(WHAT YOU SHOULD DO): When a line of the entries contains "bowl", please list that line.
#####
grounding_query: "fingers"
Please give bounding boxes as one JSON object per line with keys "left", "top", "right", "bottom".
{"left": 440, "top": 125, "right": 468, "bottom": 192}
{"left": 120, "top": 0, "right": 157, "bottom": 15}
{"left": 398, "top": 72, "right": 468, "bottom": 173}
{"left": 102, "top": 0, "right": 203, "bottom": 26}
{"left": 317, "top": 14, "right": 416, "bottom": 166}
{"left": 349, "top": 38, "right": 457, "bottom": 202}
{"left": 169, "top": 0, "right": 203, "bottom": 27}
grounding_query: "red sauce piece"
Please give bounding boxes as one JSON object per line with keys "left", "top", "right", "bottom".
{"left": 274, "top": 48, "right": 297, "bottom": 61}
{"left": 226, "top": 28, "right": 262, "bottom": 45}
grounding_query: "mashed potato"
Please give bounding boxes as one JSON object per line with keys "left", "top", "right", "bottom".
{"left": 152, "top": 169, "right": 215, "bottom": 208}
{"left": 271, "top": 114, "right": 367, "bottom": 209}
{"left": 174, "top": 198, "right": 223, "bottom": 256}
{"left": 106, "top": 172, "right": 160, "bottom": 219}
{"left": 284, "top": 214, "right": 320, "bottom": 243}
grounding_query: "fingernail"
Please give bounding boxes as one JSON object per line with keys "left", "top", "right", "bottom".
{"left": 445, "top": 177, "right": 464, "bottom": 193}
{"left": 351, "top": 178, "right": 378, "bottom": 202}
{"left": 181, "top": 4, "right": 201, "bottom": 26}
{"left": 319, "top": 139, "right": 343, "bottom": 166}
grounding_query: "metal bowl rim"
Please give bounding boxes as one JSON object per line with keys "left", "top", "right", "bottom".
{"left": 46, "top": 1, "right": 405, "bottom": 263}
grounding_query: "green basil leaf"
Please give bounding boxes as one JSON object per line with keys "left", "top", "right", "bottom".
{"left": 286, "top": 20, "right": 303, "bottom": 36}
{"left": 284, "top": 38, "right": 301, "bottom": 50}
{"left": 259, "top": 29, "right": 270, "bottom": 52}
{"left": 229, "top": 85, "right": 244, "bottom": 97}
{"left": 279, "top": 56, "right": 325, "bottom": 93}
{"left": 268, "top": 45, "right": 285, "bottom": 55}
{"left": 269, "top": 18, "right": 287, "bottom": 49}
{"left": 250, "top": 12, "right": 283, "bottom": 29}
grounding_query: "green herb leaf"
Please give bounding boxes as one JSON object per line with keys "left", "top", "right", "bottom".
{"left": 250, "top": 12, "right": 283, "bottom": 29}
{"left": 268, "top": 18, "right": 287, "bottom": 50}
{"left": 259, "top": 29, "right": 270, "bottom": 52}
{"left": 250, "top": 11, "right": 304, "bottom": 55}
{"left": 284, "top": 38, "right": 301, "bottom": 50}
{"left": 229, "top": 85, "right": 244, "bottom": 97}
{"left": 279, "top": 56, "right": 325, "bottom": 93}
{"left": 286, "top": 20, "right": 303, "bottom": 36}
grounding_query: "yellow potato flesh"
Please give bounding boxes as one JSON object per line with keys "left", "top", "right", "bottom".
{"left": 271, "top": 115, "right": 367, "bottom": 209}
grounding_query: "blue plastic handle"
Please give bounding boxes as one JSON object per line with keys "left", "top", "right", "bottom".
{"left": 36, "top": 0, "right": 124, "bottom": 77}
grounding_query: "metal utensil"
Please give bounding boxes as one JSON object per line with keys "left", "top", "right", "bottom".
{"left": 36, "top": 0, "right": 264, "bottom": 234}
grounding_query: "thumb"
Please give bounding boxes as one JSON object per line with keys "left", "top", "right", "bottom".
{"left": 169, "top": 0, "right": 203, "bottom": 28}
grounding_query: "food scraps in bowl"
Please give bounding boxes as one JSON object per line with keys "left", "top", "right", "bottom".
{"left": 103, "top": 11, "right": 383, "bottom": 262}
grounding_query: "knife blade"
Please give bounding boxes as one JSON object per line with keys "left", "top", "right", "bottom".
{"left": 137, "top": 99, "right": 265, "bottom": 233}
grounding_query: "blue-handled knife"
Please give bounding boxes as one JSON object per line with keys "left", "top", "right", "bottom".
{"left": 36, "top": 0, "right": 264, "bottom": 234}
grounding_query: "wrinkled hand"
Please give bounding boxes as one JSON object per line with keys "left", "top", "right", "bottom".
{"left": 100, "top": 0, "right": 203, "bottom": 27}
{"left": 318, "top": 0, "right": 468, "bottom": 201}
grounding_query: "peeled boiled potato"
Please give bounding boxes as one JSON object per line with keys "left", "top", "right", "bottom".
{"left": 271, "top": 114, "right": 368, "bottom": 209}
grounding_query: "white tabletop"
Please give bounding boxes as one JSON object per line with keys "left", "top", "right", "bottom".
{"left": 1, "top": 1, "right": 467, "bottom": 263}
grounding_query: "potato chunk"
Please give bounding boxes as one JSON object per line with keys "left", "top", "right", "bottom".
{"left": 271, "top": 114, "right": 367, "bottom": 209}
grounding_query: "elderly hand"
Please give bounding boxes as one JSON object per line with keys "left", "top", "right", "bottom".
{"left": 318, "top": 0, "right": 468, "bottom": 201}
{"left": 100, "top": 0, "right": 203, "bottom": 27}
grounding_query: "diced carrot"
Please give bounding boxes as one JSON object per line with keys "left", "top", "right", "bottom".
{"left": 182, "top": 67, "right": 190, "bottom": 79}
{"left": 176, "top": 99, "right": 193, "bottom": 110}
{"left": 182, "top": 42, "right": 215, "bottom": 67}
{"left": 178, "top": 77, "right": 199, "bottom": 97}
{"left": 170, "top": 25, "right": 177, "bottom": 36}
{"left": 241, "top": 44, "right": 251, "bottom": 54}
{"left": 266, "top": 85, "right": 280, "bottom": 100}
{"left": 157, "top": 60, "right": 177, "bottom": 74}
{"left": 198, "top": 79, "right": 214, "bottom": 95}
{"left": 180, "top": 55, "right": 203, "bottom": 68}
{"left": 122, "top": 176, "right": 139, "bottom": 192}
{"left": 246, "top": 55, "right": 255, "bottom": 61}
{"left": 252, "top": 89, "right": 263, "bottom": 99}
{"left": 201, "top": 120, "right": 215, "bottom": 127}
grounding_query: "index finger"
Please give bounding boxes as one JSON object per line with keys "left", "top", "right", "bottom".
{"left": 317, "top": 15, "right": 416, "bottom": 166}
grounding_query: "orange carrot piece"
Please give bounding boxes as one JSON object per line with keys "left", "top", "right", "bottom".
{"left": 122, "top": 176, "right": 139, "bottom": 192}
#####
(COMPLETED TASK):
grounding_query: "metal bowl rim"
grounding_query: "food scraps in bowl"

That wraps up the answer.